What this exercise asks:
(a) From the article on crisis leadership, reproduce the passage that begins at the words "I was CEO at" and stops after "targeting uncontested markets.".
(b) According to the article on crisis leadership, what policy did HCL Technologies announce during the 2008 recession?

In crisis times, we need creative solutions that inspire growth bl-premium-article-image

Vineet Nayar Updated - April 17, 2020 at 03:02 PM.

Effective leadership is that which anticipates hurdles and sees them as opportunities for growth and development of all

As companies across the globe witness de-growth in every direction, they tend to put their expansion plans on hold, cut employee costs and prefer to wait and watch till the time the market stabilises. It is a safe approach, but is it the right approach? This is the time CEOs get tested. Do they have what it takes to look past the obvious and act beyond tomorrow? Football legends are great not because of their response time, but because of their ability to anticipate an opportunity that will present itself a few seconds later. Anticipate and act, don’t panic and react!

A study, published in McKinsey Quarterly on Risk and Resilience , observed over 1,000 companies for 18 years including the 1990-91 US recession period. It stated that most companies simply battened down, seeing only risk during the recession; others, the former’s more successful competitors, found opportunity in the recession and pressed their advantages. These companies emerged stronger and more highly valued than they were before the economy soured. In hindsight, however, it is obvious that in the thick of crisis it takes an inspired leader to look beyond tomorrow.

Motivated leadership

I was CEO at HCL Technologies when the world saw the last recession in 2008 and companies faced the same dilemma. But we decided to swim against the tide and announced the policy of “No HCLite left behind”. We looked at it as an opportunity, increased motivation amongst employees and focussed on targeting uncontested markets.

Listed entries:
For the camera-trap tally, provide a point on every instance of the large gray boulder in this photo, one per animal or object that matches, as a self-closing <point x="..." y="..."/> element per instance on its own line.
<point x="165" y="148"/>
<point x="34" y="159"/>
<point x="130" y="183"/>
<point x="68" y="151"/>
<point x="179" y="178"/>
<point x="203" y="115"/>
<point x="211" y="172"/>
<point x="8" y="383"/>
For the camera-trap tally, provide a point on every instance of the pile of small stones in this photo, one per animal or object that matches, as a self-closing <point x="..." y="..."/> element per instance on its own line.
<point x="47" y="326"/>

==

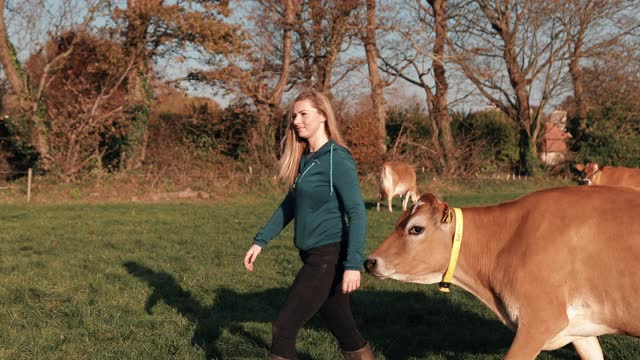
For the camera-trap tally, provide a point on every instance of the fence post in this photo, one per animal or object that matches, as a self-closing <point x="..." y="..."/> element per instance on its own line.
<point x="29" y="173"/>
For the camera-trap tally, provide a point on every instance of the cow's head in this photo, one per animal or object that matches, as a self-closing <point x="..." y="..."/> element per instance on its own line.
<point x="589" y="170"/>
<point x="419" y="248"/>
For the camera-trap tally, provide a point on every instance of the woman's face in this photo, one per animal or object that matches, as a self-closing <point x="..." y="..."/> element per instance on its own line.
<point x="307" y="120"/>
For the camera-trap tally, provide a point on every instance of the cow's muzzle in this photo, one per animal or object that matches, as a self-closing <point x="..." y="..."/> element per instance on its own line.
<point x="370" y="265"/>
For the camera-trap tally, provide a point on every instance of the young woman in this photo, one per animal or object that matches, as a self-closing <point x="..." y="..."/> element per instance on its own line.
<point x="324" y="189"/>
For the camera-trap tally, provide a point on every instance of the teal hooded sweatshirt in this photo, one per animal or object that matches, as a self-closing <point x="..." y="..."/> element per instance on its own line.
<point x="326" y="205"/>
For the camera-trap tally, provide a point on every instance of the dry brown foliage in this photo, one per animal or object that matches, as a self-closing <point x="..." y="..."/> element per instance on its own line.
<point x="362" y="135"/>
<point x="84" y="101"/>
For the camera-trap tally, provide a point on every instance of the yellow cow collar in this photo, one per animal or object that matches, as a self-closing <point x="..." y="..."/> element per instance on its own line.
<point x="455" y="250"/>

--

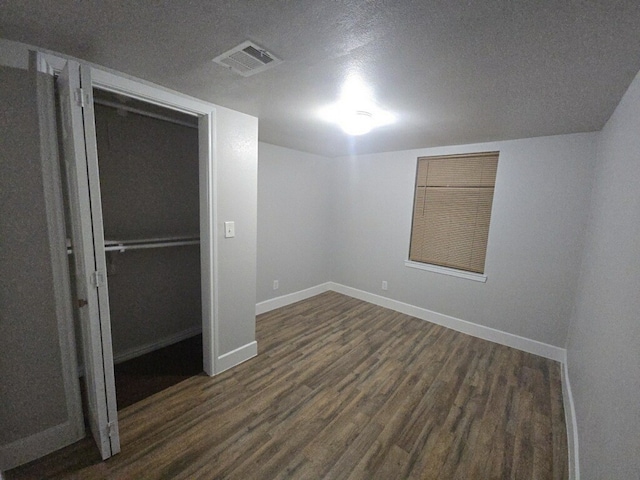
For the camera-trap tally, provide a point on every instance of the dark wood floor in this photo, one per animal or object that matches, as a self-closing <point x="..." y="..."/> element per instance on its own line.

Answers to the exercise:
(a)
I was CEO at HCL Technologies when the world saw the last recession in 2008 and companies faced the same dilemma. But we decided to swim against the tide and announced the policy of “No HCLite left behind”. We looked at it as an opportunity, increased motivation amongst employees and focussed on targeting uncontested markets.

(b) "No HCLite left behind"